Your objective:
Copy all of the entries below word for word, leaving out the picture.

Source records:
╭──

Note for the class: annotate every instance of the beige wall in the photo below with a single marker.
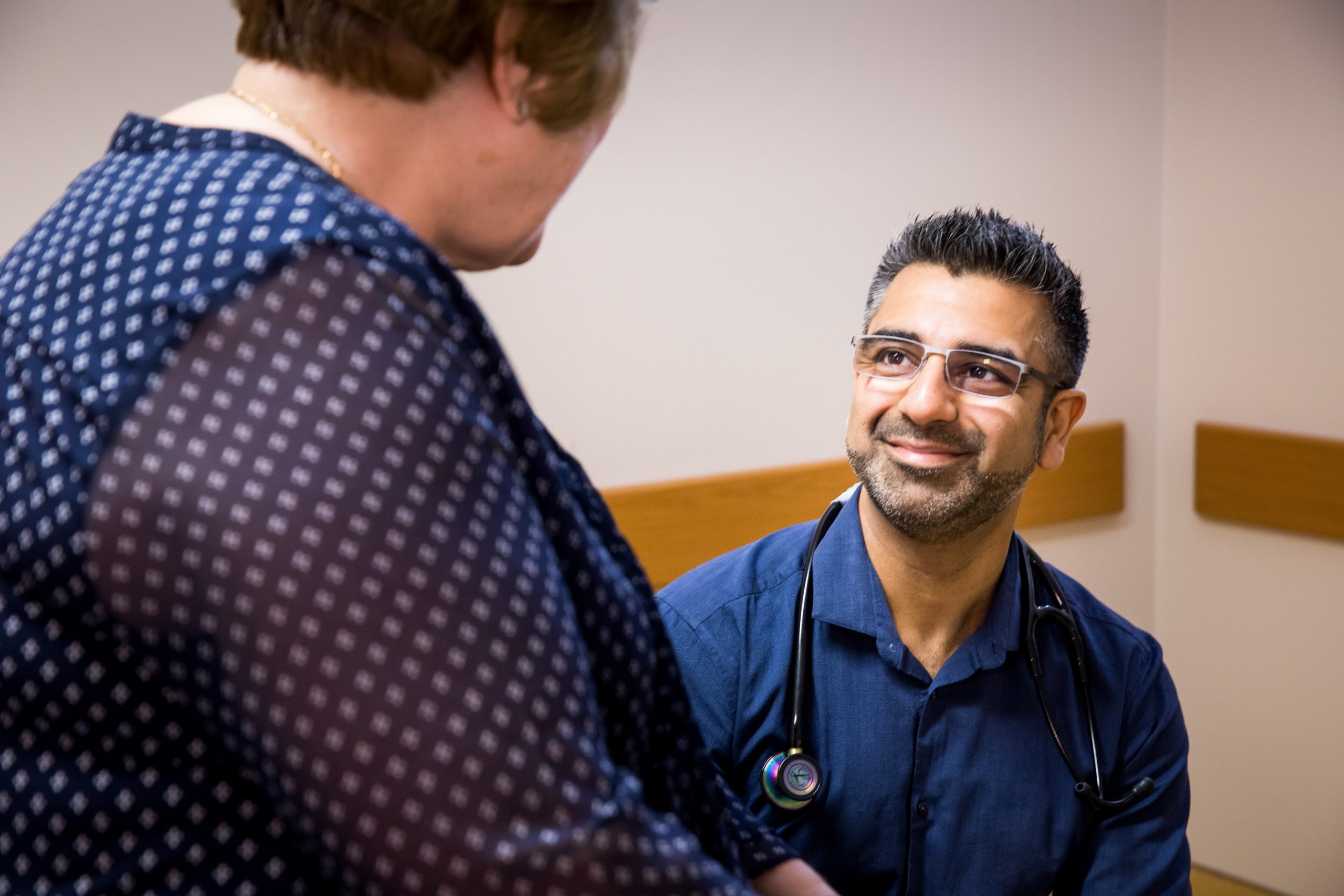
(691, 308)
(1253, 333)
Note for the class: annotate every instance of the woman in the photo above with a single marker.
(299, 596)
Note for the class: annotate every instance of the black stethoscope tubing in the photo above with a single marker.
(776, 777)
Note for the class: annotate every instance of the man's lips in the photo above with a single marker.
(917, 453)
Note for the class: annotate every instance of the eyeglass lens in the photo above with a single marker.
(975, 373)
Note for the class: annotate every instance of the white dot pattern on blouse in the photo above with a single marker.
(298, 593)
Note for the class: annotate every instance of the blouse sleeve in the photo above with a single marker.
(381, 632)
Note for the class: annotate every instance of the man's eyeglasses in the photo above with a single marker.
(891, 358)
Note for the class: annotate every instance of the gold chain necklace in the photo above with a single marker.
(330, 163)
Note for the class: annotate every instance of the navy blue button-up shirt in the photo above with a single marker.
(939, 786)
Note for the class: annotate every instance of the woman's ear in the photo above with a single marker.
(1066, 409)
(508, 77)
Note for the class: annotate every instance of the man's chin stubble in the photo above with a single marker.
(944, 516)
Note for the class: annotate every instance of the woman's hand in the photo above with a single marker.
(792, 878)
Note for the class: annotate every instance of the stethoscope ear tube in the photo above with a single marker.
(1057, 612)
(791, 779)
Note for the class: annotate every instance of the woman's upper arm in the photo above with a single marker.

╰──

Response to the exercise:
Note for the class: annotate every instance of the beige wall in the photo below with a single marker.
(691, 308)
(1253, 333)
Note for the class: annotate every instance of the woman in the photo above with a single marker.
(299, 596)
Note for the class: annotate every instance of the black stethoscope tubing in the photo above with a single marker.
(776, 777)
Note for the class: annotate every instance of the man's lips in the photo above with a single marker.
(917, 453)
Note for the class: annotate every instance of the eyeglass lens in the photo above with a single marker.
(975, 373)
Note for the class: annotate every instance of the white dot pattern on blouse in the photo above with a single marker.
(298, 593)
Note for the class: annotate every instance of the blouse sleeve in the photo above with a single marker.
(381, 632)
Note for the class: annotate every instance of the man's eyeglasses in the photo above with a single marker.
(891, 358)
Note for the class: annotate every instance of the gold chain necklace in the photo above with a single marker.
(330, 163)
Note for the class: annotate every instance of the navy blue button-up shirt in the photo above with a single marker.
(939, 786)
Note for the class: annotate every instance of the woman's ear in the photo above with a single marker.
(1066, 409)
(508, 77)
Note for the class: annotate every instance of the man's chin stubble in the photo above with a single marker.
(944, 516)
Note for the class: annotate every instance of the woman's hand in the photo above with a single marker.
(792, 878)
Note for the class: annotate every instance of the stethoscope ear tube in the photo above with a single marker.
(1057, 612)
(791, 779)
Note for the class: annotate every instance of the woman's upper arm in the photo above with a single marker.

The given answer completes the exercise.